[Exercise data]:

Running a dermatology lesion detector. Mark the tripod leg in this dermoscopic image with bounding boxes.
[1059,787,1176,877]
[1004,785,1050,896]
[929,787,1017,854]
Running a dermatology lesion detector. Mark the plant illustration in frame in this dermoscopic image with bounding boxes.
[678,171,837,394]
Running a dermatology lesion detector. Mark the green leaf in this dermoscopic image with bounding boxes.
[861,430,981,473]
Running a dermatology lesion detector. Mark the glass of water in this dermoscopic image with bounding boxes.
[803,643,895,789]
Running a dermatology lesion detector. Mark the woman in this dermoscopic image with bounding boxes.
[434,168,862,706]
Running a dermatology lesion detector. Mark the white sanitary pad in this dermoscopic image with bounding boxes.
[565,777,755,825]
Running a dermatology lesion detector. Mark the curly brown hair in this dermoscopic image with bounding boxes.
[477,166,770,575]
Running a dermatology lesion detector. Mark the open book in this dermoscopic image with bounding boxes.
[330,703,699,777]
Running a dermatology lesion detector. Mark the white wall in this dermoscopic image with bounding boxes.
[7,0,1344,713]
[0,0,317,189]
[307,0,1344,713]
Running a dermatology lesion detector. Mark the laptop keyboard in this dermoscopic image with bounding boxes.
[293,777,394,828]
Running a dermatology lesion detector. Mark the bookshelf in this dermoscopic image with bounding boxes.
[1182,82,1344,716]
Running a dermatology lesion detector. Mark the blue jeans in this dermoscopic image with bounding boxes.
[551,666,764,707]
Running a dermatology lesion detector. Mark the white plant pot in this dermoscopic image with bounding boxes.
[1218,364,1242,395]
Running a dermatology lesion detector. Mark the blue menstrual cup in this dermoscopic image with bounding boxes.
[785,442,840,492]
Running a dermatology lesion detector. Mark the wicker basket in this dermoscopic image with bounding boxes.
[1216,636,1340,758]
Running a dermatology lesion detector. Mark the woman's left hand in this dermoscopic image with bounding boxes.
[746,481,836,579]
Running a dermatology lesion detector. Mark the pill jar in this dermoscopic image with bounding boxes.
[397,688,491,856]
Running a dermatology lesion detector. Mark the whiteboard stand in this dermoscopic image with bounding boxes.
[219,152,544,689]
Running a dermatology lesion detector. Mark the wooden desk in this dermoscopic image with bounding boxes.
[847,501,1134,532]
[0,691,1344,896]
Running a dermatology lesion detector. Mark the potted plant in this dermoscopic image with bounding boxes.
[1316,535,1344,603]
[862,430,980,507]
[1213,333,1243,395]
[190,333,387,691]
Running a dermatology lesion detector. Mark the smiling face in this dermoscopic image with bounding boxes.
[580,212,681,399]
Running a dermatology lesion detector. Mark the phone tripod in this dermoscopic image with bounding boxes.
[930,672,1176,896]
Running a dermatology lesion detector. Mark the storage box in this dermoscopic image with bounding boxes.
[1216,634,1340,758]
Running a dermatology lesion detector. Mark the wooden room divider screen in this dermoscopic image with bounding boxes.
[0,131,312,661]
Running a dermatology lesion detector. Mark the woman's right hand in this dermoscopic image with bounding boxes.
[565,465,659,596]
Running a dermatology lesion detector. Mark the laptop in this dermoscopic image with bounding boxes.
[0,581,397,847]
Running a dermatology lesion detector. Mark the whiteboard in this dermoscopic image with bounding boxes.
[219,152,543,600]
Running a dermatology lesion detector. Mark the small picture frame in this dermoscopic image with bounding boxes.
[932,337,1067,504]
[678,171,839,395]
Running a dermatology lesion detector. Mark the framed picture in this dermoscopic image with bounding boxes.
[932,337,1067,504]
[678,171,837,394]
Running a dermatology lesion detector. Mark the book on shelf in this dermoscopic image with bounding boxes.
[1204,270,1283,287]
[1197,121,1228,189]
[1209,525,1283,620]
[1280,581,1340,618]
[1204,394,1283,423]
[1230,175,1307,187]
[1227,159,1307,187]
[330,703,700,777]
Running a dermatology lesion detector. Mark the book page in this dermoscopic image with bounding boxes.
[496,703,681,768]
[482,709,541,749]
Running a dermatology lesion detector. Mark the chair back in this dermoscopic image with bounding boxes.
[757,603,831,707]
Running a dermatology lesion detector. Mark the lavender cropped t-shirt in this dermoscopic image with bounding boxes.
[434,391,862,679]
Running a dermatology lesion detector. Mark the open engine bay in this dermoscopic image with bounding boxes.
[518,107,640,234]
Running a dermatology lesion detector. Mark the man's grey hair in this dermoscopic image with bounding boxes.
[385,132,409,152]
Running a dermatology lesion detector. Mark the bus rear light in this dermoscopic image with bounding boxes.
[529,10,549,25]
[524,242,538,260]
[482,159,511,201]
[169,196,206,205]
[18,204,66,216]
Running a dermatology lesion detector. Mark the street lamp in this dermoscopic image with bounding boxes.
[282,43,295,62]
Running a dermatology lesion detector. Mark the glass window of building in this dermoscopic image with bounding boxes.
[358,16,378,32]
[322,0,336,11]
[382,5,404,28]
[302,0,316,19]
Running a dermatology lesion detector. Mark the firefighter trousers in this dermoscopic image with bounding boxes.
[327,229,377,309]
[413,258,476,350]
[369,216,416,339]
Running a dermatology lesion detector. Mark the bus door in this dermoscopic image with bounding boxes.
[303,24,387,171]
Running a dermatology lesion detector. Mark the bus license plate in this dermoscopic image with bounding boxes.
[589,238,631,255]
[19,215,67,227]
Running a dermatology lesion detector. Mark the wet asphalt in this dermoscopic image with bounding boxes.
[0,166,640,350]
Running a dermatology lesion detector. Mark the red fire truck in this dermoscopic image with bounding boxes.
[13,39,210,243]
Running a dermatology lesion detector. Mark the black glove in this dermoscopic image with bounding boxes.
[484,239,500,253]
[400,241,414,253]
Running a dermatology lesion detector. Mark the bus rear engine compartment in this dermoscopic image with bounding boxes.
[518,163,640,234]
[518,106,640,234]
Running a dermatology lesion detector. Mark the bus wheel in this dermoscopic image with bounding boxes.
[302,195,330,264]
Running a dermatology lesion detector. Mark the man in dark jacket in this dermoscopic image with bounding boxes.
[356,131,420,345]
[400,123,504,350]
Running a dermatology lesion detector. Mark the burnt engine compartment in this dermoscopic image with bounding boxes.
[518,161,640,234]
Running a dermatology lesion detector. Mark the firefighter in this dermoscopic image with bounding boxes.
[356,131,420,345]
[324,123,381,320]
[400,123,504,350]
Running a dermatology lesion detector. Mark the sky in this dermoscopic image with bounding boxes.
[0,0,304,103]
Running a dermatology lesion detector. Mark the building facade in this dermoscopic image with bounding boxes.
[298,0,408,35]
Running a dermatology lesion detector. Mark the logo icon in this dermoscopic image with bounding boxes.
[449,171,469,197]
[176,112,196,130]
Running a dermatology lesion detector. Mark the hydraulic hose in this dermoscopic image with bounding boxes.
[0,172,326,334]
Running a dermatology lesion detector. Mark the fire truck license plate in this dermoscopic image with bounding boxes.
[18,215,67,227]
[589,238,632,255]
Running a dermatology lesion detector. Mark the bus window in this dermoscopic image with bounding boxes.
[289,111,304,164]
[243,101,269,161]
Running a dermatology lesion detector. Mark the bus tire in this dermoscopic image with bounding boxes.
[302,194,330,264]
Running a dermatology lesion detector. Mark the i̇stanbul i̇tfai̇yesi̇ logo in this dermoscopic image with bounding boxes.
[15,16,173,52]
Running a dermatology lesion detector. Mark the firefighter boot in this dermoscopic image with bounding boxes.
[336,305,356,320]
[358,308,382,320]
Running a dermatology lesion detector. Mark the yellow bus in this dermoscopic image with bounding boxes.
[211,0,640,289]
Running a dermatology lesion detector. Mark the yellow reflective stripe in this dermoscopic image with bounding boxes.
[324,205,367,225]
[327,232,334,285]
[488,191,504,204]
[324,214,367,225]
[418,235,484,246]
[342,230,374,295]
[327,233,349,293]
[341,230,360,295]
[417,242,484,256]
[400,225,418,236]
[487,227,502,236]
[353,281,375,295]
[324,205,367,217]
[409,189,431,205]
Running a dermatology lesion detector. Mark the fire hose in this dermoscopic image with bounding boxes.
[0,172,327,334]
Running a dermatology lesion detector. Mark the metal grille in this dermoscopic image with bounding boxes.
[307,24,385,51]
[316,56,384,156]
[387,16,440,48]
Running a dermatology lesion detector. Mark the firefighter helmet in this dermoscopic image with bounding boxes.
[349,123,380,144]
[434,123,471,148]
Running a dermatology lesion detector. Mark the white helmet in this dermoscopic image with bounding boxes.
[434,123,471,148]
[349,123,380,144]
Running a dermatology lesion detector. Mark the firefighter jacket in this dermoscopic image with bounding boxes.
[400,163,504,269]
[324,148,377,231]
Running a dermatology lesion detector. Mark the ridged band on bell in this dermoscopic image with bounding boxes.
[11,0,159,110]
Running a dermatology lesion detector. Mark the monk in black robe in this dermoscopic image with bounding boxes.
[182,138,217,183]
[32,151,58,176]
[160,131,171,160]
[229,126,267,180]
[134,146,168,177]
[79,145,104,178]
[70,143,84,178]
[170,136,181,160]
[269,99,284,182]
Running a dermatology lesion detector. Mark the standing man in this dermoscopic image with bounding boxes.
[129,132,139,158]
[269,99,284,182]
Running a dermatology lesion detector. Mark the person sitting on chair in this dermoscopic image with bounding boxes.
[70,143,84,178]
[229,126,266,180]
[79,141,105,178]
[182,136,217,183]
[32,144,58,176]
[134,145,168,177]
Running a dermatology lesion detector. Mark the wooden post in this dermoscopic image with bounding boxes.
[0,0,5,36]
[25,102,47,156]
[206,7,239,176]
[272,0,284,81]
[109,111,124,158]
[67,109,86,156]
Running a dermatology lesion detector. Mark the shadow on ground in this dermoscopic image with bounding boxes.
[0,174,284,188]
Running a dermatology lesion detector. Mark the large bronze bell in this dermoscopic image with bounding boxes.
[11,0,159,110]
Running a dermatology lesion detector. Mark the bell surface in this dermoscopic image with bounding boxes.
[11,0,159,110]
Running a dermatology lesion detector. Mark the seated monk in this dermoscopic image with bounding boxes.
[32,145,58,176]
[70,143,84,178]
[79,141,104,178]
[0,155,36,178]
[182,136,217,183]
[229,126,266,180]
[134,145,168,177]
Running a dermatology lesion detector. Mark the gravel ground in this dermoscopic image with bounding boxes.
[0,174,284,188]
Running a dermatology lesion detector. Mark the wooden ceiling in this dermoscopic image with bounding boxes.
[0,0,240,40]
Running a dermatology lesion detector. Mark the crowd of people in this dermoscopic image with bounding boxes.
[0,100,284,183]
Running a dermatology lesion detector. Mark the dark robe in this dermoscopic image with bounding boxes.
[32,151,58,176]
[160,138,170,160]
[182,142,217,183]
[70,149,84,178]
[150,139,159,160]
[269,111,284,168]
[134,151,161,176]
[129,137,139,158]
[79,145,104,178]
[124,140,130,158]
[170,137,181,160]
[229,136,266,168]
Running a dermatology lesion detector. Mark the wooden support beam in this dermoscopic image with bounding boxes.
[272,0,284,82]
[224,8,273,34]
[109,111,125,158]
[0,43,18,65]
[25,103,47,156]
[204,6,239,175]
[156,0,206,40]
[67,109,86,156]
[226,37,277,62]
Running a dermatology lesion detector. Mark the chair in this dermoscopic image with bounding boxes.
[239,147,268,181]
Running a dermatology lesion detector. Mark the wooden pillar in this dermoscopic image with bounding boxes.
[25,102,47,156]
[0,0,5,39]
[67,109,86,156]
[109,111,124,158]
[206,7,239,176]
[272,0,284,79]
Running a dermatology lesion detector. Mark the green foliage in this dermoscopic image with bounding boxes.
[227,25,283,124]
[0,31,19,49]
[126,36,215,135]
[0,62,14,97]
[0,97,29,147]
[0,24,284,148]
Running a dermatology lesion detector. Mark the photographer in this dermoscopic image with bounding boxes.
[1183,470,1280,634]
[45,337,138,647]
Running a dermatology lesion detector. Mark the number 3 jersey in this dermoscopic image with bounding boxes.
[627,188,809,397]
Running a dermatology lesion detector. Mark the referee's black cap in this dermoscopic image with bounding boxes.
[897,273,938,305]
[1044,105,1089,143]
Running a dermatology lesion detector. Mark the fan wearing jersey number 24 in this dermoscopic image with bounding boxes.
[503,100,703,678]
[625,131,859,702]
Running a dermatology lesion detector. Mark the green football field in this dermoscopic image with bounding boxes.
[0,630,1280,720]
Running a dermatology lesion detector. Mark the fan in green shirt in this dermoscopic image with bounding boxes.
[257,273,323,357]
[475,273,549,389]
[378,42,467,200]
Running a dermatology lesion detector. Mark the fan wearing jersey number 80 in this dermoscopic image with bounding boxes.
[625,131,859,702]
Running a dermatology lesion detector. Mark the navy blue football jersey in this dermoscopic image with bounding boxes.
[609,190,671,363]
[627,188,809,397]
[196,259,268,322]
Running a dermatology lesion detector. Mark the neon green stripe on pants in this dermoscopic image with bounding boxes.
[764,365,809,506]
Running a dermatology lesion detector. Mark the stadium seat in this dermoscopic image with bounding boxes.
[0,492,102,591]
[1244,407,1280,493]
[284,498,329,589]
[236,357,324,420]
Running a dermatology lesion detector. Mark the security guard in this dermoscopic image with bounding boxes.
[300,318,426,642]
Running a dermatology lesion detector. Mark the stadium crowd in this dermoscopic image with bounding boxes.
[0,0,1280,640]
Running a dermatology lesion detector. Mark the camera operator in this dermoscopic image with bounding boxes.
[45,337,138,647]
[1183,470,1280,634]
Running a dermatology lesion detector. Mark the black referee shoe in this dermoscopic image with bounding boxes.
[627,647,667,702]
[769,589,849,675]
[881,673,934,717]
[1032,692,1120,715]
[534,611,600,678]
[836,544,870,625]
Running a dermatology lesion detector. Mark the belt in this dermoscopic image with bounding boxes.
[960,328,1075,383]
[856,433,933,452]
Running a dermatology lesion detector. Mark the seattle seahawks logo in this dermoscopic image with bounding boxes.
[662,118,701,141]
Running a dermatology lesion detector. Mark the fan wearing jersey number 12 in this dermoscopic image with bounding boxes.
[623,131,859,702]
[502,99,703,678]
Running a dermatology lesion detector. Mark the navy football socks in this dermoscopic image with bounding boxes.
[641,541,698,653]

[Exercise]:
Return, verbatim, the stretch of the listing from the line containing "Running a dermatology lesion detector. Mark the blue jeans" through the line containing "[397,688,491,856]", both lines included.

[Output for this exercise]:
Running a dermatology lesion detector. Mark the blue jeans in this dermoscopic image with bounding boxes.
[551,666,764,707]
Running a dermatology lesion detector. Mark the white plant pot in this dermoscopic image with bounding boxes.
[1218,364,1242,395]
Running a dermatology lesion detector. Mark the blue menstrual cup in this dermoscopic image with bounding boxes.
[785,442,840,492]
Running a dermatology lesion detector. Mark the wicker basket in this dermoscopic image with bounding boxes.
[1216,636,1340,758]
Running a dermatology lesion detector. Mark the woman's left hand in this dermoscopic image with bounding boxes.
[746,481,836,579]
Running a dermatology lesion detector. Mark the pill jar in this dermoscopic image with bounding boxes.
[397,688,491,856]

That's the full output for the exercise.